## THE REQUEST
Count how many lines of the data below contain the string "bell". Reply with the number alone.

## PROVIDED MATERIAL
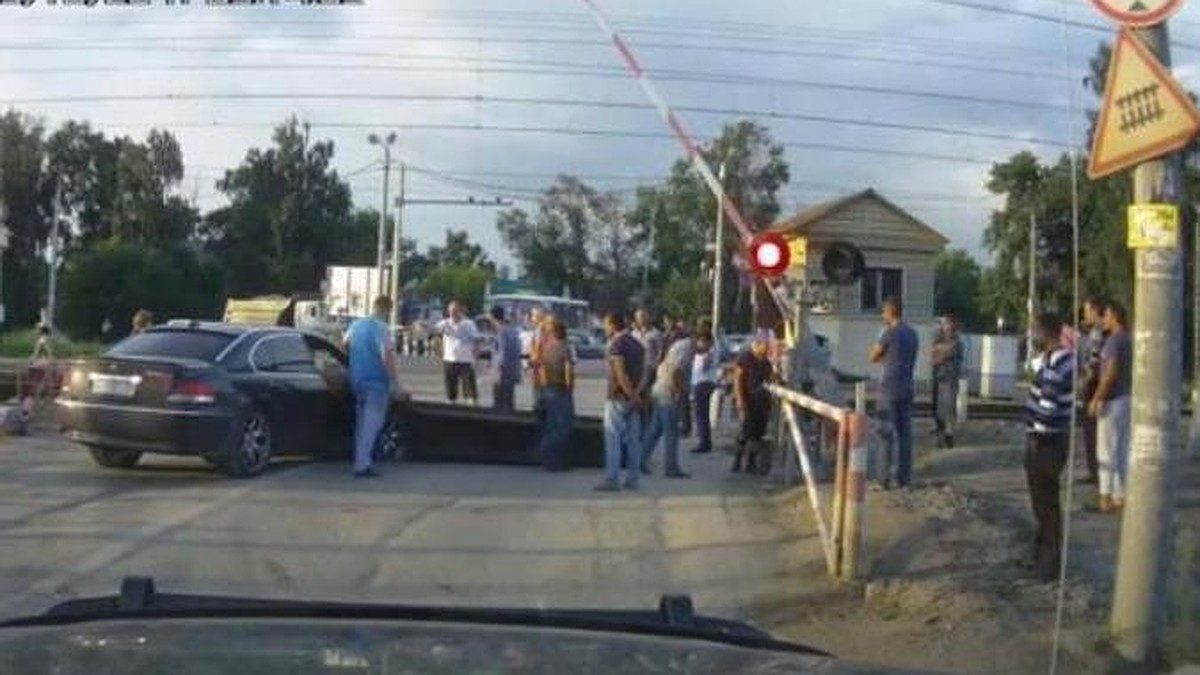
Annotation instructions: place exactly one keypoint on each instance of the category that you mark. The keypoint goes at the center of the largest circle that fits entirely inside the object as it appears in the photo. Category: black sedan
(234, 395)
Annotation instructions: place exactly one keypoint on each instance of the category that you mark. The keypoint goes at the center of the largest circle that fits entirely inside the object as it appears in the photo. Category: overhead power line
(557, 102)
(539, 67)
(139, 45)
(555, 130)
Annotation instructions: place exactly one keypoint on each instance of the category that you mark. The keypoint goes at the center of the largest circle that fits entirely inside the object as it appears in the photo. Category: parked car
(732, 345)
(485, 346)
(234, 395)
(585, 345)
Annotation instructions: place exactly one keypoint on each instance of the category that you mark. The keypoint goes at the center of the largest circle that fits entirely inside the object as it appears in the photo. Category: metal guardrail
(843, 538)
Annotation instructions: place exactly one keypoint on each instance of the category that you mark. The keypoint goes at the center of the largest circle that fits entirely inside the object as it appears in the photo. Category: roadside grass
(1183, 621)
(19, 345)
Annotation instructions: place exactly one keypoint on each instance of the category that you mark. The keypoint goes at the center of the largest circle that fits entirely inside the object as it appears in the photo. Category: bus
(576, 315)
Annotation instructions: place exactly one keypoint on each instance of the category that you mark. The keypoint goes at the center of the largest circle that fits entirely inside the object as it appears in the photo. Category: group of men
(653, 378)
(1107, 387)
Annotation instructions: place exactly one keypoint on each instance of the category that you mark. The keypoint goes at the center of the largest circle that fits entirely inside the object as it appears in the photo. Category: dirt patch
(947, 589)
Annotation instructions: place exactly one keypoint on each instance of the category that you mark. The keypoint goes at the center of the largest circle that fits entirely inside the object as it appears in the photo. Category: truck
(349, 291)
(306, 312)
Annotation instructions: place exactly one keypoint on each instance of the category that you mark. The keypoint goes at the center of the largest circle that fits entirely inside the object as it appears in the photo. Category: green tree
(112, 280)
(457, 282)
(27, 205)
(682, 211)
(559, 245)
(288, 211)
(957, 288)
(687, 297)
(460, 251)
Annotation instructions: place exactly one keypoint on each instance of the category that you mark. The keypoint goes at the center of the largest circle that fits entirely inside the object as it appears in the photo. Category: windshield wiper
(139, 599)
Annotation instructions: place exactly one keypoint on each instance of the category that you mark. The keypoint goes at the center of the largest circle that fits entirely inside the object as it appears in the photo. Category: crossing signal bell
(769, 255)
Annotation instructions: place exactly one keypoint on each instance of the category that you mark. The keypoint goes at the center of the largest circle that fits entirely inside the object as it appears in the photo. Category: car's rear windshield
(199, 345)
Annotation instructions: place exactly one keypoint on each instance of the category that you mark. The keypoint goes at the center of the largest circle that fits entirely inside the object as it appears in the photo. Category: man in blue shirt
(897, 351)
(505, 362)
(373, 380)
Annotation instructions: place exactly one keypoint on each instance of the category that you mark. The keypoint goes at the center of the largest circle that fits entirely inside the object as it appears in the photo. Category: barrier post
(964, 396)
(856, 490)
(810, 483)
(839, 491)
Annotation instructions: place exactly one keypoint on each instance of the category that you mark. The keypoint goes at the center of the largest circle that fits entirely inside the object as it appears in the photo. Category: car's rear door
(295, 390)
(334, 368)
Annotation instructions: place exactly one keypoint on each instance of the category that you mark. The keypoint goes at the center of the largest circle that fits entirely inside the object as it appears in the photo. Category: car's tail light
(192, 392)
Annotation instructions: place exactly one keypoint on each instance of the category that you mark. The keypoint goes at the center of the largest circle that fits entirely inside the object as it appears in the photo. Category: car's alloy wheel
(114, 458)
(252, 449)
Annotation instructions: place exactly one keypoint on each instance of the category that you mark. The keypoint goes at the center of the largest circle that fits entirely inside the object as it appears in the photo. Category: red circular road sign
(1138, 12)
(769, 254)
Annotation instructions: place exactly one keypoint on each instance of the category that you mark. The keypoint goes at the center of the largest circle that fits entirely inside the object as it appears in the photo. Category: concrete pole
(1194, 426)
(397, 228)
(383, 217)
(1139, 598)
(53, 291)
(1030, 304)
(853, 511)
(719, 254)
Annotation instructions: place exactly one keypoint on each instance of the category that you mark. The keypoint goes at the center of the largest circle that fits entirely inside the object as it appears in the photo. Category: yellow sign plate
(1145, 113)
(1153, 226)
(798, 248)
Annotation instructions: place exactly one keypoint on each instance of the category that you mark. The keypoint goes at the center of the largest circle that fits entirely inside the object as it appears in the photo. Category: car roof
(231, 329)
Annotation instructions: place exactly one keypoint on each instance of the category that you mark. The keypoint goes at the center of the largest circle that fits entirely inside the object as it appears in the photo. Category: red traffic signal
(769, 255)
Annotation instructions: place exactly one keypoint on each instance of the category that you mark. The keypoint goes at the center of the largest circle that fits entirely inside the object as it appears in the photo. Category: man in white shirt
(705, 376)
(459, 342)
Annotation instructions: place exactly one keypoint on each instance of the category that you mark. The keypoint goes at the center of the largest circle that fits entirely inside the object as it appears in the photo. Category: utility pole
(719, 252)
(53, 291)
(1031, 303)
(1194, 426)
(1139, 598)
(387, 142)
(395, 251)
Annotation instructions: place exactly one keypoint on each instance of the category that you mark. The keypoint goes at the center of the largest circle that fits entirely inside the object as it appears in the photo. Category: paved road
(439, 533)
(424, 378)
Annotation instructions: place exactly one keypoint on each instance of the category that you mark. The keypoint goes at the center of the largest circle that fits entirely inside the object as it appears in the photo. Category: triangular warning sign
(1145, 112)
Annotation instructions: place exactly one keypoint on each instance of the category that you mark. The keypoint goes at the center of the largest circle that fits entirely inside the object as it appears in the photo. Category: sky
(913, 97)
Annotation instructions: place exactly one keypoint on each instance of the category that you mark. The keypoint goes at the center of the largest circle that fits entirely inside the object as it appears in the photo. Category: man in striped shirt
(1048, 426)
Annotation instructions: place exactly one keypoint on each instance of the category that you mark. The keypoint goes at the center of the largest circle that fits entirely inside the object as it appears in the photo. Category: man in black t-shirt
(751, 401)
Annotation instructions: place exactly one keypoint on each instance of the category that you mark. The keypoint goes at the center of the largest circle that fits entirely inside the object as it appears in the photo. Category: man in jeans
(1048, 432)
(373, 380)
(625, 359)
(459, 336)
(557, 374)
(947, 359)
(505, 362)
(1110, 406)
(670, 384)
(1093, 321)
(705, 374)
(897, 351)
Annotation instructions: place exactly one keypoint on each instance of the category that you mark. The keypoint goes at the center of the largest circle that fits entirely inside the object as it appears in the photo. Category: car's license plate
(114, 384)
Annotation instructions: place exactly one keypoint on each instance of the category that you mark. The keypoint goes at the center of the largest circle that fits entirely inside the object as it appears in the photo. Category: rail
(840, 538)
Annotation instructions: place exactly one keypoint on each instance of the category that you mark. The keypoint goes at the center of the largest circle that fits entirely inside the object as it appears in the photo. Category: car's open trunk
(447, 432)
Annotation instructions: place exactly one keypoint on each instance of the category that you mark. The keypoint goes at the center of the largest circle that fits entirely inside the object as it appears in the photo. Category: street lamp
(4, 246)
(387, 142)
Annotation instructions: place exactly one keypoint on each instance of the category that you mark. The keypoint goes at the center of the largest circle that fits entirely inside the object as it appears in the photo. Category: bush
(114, 280)
(19, 345)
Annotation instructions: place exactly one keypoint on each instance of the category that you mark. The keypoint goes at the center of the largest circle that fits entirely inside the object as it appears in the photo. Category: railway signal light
(769, 255)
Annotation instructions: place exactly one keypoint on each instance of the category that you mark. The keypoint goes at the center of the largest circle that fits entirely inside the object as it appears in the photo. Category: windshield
(871, 323)
(177, 344)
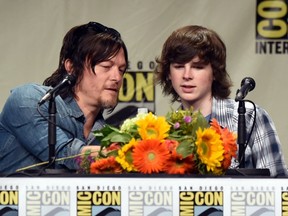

## TASK RESULT
1